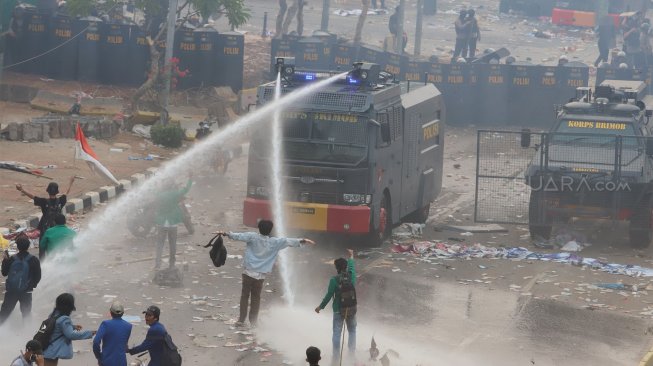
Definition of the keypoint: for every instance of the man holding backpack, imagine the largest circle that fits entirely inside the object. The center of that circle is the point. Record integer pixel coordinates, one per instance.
(342, 290)
(49, 206)
(158, 342)
(23, 272)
* * *
_WHAT TO PRODUCE_:
Reproduce the rows above with "backpack" swapped for "rucksack" and nothing else altered. Leave the pictures out.

_ANSWER TO THIS PROBLEM_:
Definition of the keypoint: for every instance of the man holding rucksack, imagine the largest circle that fits entirely inside the object. The center of that circle is the point. Record integer pixel coordinates, one per instance.
(342, 290)
(49, 206)
(158, 342)
(23, 272)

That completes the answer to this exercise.